▸ **BRIEF 1**
List every bracketed reference number cited in the Mekong Delta passage, in the order they appear.
▸ **BRIEF 2**
Resume the Mekong Delta passage, picking up after its last sentence.
-- start TEXT SECTION --
The Mekong River Delta is located at the final, nearly 300 km, with over 4,000 km of its course, mainly in Cambodia and Vietnam. In the lower section of the Mekong River, the two natural arms of the river (Tien River and Bassac Rivers) gradually separate into nine continuously functioning river beds, with a mean annual discharge 13,000 m3s [4]. In addition, the surface water system has been anthropogenically enriched with a network of canals, built over 3000 years of man settlement in this area [5]. There are two or three high water levels and ebbs in river branches and canal system of delta per day, with amplitude higher than 4 meters near sea area up to 1-2 m in Cambodia and Vietnam border region. Observed daily water level amplitude is higher in dry periods (November- May) than in times of monsoon rains [6]. Oppositive changes in water flow direction have a place each day in river branches with high morphological differences of maximal channel depth in places exceeding 30-35 m [7]. The banks of the river canals are abundantly colonized by water hyacinth mats with variable surface and density, regardless of hydrotechnical transformation degree. A high suspended material transport, near 100-200 mg·dm-3, is typical for the lower Mekong River, as long-term analysis indicated [8].
-- end TEXT SECTION --
-- start LISTED ENTRIES --
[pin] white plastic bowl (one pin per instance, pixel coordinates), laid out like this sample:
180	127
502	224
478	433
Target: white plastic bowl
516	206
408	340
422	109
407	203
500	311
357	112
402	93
-- end LISTED ENTRIES --
-- start LISTED ENTRIES --
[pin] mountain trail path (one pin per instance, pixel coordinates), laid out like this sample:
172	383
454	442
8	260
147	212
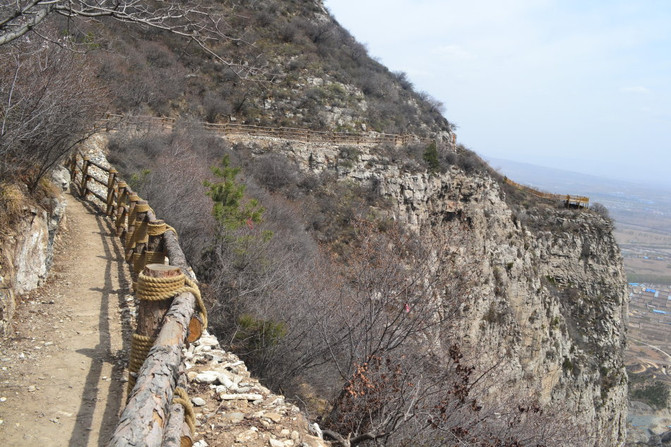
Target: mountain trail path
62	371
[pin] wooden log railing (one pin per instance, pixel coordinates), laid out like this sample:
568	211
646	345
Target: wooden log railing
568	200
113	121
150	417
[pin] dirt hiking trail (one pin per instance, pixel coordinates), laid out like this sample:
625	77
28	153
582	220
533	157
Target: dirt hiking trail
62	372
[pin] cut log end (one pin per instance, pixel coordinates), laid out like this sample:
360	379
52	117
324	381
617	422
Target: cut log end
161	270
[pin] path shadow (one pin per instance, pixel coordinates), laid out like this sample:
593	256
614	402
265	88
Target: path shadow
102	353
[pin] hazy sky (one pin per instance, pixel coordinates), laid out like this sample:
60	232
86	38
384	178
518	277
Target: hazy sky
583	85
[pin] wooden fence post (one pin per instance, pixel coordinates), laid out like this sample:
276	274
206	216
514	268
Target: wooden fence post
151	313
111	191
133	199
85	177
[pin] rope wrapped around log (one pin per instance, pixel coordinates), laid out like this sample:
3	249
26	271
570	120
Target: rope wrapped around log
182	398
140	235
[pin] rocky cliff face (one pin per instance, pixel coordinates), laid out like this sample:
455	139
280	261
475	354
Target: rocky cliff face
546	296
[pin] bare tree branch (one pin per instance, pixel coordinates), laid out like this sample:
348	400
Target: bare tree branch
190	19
-- end LISTED ENTRIES --
▸ **TASK RESPONSE 1**
[4], [5], [6], [7], [8]

▸ **TASK RESPONSE 2**
The field research was provided in the period October 2019 - February 2020 on the river stretch between My Tho and Cai Be in Vietnam (Figure 1) in a period of low discharge and drought (MRC, 2021). Presented in paper data are typical for the late wet period and the beginning of the dry season. The diurnal cycle of the water level was monitored over a few weeks period, as well as water direction flow, water temperature at 10 cm depth, Secchi disc visibility, water conductivity, and oxygen concentrations. Measurements were made manually, using an HQ40D Multi Meter (Hach-Lange GmbH), with 1–2-hour intervals, according to water level change rates. In the each of observation companies in Cai Be station (Figure 1, location B) a strong dynamic of water level was observed, with a diurnal amplitude higher than 2.1 m (Table1) compared to the 1.3 m amplitude noted in My Thuan hydrological station located near 30 km upstream (Figure 2). That is agree with the typical decrease water level amplitude tendency with sea distance increasing [9,10]. Short-time changes in river water level induced by tides provide periodical drying of bottom sediments from peripheral bed zones. The changes in the river water level were accompanied by changes in the flow direction. The change of the water flow direction in the riverbed does not take place frontally, but each time, there are three phases (Figure 3).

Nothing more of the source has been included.